◆ **Quoted passage**:
I just wanted to add, if you do decide to get a puppy/dog first it is important to prepare them for the new baby. One big reason people have problems with their dogs and a new baby is they don't prepare the dog for the baby. The dog is living happily, then suddenly one day all this weird new stuff appears that the dog isn't supposed to touch. Then another change, this little noisy bundle arrives and the dog's family suddenly is not giving the dog the same attention as before. If you prepare your dog ahead of time by socializing them with children and getting them used to the sights, smells, different routine, and other things that come with a baby there is less likely to be an issue. Another big issue with dogs and babies is if the dog hasn't been trained or was not properly socialized well as a puppy.


----------



## KZoppa (Aug 14, 2010)

cassadee7 said:


> I would agree with this IF the OP is willing to get the puppy now and then put off trying to get pregnant for a year. OR if they wanted to go with a temperament tested, calm, stable adult (rescue) GSD now. Then they would be fairly sure to have a well trained, adult dog when the baby comes. But getting a puppy AND trying to get pregnant, to me, leaves too much up in the air. Morning sickness can really lay a person up for months... just sayin'! Pregnancy complications happen... I was on bedrest for 3 months with one of mine. And it's not easy to walk/exercise/train a dog under a year old while pregnant. JMO.


 

I agree with this....

◆ **Short problem**:
Carry on the forum thread about preparing a dog for a new baby, beginning right after its last line.

◆ **Stored data**:
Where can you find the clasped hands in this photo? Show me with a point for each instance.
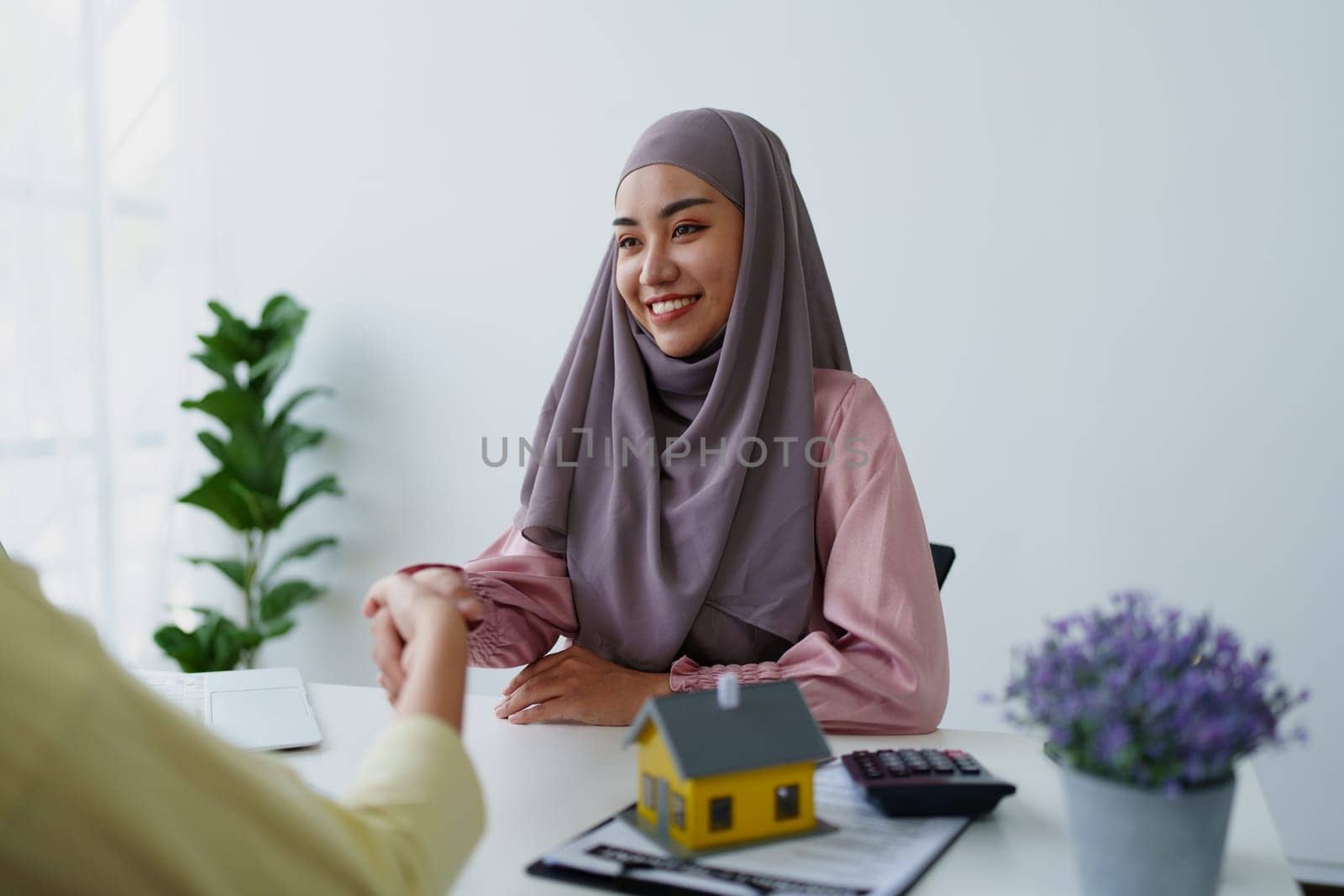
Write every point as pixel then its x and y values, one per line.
pixel 571 685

◆ **Result of this task**:
I also want to add that beyond the possible but unlikely risk of bedrest, trying to get pregnant while you're chasing around an energetic chew on everything and everyone puppy and the stresses that can come with it, especially if said puppy were to get sick, stress can prevent pregnancy just like stress can delay a period. You have to weigh everything. I was on bedrest with my son because of stress related contractions.... no idea how i would have handled a puppy at that time...

just make a very informed decision. thats all i ask.


----------



## Fabian43 (Jul 23, 2011)

Scarlettsmom said:


> Just want to echo what everyone else is saying. Do one or the other, but not both at the same time. How much chaos can you and your wife take?? GSD puppies are not like other dogs...that is SO true. If you haven't had one before, and you haven't had a baby before...choose one, master that THEN add the other.  You'll all be happier for it and your lives will be richer (and quite a bit less chaotic).
> 
> Good luck to you and your wife on all accounts. You have a blank page of history to write for your future family...which will include a GSD when you are ready.


very kind words, thank you


----------



## Fabian43 (Jul 23, 2011)

Thank you everyone for the abundant opinions as I know all of you are speaking from experience. I'm glad that many of you acknowledged that my wife and I are *trying* to get pregnant. Obviously there is no timetable, other than God's, as to when this will happen. Add 9 months for pregnancy and I feel that getting a pup now makes sense. It could be 9 months or 2 years until a newborn is brought home and in that time we could get the pup obedience trained and hopefully integrated into our lives. There are times when I'm away on business and I'd like to feel reassured that our GSD is at home protecting my wife and our home. I get very excited thinking about our lives with a GSD. When I was young my mother would always tell us stories about her GSD when she was little and how smart and protective he was of her and her siblings. I'm 29 years old and, my current situation considered, can't stand the wait any longer!

Note: to those few who are making snide comments about my *ONE* spelling mistake…hope it makes you feel better about yourself to point that out to me.


----------



## Miikkas mom (Dec 21, 2009)

I don't see any reason why you cant get a pup now. It might take many, many months before the baby is born. By the time the baby is born, your dog will be trained. Go for it!


----------



## Lucy Dog (Aug 10, 2008)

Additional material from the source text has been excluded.